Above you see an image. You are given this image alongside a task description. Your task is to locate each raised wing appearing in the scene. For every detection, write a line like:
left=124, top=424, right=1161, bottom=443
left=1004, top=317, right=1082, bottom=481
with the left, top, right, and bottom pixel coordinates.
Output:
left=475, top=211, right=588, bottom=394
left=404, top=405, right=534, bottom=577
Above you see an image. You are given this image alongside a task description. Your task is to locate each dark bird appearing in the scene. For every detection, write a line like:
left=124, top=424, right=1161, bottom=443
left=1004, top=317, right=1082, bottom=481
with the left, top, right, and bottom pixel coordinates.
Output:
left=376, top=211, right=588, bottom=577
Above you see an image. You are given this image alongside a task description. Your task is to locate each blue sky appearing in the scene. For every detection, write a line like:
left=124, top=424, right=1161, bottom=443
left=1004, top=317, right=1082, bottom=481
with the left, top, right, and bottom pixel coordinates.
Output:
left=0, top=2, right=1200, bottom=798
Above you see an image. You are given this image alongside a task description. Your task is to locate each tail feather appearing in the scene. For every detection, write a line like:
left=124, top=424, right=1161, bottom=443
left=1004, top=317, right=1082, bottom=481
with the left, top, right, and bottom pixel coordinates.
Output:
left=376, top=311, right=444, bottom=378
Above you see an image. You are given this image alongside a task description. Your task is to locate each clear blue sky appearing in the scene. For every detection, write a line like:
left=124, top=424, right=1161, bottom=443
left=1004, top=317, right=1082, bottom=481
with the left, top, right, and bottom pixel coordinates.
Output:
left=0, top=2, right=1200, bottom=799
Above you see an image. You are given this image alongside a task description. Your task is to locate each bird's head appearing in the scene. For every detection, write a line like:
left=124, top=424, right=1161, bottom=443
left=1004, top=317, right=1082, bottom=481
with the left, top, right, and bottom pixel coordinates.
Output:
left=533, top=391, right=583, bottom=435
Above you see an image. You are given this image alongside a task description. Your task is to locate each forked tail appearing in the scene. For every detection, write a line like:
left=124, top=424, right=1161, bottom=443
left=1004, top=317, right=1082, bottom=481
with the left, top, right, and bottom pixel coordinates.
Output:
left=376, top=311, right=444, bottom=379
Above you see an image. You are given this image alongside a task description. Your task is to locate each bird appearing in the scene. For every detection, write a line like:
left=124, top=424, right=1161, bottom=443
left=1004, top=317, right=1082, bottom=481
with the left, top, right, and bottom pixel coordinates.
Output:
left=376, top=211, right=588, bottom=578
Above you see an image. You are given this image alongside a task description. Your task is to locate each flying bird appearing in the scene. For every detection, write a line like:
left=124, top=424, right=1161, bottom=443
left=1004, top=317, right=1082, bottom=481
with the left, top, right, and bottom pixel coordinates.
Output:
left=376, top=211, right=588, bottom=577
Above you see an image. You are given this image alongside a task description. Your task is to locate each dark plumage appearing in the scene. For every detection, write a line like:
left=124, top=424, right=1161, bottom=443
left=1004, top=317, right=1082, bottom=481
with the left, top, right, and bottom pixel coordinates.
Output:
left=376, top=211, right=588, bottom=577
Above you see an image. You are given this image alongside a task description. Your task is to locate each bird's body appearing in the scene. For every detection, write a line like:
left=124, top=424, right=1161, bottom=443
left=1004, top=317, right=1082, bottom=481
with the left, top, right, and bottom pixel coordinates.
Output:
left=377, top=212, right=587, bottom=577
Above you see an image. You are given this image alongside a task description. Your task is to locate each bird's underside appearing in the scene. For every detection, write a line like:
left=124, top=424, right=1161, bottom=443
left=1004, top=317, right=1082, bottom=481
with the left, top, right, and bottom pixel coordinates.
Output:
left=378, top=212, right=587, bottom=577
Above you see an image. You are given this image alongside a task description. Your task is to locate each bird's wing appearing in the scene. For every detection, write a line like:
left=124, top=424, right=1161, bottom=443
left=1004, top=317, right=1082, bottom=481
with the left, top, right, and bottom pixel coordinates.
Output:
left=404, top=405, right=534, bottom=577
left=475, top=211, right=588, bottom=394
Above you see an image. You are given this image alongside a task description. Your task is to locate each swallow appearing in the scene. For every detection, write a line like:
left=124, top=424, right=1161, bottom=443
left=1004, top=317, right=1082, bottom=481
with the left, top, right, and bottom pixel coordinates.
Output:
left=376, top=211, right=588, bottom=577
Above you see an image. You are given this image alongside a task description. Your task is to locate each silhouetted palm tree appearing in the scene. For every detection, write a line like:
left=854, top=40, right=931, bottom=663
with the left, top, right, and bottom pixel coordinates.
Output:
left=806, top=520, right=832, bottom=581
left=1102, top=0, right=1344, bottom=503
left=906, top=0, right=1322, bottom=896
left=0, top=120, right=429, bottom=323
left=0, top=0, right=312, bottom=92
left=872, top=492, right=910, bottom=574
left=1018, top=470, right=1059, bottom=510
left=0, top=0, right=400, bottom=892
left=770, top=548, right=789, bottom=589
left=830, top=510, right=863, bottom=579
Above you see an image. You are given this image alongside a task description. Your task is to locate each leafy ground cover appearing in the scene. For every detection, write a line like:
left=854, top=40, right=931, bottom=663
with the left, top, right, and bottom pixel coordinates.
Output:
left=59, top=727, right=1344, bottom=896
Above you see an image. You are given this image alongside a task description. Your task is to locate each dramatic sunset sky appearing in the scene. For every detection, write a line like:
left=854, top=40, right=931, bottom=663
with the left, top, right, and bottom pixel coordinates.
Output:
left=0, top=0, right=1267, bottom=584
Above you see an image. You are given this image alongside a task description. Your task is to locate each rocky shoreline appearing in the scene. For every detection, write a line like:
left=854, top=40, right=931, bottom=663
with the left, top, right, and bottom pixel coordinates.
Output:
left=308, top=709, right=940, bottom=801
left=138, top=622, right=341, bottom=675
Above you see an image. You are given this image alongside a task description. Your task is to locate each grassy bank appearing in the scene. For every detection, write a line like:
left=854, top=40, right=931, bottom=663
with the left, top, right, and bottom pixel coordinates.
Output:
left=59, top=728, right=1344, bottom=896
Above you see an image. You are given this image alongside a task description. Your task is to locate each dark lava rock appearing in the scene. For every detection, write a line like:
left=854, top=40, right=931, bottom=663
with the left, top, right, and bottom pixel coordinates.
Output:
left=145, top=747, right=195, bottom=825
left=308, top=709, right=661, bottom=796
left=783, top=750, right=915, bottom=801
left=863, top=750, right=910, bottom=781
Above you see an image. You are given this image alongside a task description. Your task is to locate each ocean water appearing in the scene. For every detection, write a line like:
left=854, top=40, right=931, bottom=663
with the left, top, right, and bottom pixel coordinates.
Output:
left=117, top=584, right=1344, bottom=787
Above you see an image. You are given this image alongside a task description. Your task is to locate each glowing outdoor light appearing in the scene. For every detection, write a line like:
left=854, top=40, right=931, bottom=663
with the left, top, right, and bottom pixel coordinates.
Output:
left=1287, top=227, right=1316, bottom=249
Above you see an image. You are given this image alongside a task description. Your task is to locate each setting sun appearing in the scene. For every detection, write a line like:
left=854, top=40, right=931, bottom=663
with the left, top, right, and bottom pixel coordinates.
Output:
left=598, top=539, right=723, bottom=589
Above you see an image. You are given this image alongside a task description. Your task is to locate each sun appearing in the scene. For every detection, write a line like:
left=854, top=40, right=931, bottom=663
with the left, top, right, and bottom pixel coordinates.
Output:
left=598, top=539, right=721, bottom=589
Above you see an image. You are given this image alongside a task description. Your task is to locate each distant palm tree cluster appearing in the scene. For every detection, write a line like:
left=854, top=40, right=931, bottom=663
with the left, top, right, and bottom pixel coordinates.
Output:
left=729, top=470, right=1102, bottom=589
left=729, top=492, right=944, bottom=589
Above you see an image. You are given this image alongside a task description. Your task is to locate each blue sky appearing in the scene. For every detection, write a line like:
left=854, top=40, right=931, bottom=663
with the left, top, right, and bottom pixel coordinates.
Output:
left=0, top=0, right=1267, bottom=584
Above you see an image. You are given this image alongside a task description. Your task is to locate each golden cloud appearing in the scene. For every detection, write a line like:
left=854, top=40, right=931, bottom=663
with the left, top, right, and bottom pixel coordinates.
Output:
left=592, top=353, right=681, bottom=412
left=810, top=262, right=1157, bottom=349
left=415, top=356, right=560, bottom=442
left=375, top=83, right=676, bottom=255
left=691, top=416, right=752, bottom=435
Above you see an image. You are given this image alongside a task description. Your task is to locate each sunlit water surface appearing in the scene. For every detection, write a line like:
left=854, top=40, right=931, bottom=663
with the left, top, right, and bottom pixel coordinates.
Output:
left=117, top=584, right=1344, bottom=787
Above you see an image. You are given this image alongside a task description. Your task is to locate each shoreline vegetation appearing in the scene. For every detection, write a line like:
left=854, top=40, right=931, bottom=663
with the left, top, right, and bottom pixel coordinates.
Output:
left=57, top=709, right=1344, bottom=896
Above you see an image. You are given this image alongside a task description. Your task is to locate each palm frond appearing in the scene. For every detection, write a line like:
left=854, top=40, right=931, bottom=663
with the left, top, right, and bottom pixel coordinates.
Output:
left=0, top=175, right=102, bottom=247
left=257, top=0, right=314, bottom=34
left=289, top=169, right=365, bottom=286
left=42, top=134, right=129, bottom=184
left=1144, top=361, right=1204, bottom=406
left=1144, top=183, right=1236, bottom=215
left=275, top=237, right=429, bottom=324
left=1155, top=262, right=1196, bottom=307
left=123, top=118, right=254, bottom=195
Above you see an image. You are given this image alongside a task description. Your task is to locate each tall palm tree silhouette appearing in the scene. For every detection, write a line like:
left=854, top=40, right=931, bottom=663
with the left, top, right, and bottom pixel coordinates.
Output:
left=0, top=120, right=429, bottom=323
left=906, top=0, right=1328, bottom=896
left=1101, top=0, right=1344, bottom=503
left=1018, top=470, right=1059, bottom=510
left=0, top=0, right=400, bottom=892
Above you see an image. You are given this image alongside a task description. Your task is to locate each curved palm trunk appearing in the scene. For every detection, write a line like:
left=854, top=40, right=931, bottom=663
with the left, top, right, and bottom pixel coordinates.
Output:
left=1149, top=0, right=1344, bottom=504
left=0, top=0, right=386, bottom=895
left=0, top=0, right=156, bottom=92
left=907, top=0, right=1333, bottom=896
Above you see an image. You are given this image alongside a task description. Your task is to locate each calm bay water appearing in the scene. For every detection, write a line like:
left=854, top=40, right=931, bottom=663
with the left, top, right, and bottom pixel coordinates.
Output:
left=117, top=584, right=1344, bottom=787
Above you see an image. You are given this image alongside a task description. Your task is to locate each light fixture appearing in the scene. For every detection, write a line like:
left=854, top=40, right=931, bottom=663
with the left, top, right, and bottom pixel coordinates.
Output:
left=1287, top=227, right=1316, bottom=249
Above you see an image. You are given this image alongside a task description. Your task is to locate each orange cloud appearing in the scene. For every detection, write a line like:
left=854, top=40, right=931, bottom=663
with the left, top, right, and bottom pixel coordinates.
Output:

-*-*-

▶ [Exercise aim]: Count the lines of the records that contain the string "forked", matching case exactly, and give only that number.

▶ [Solution for this task]: 1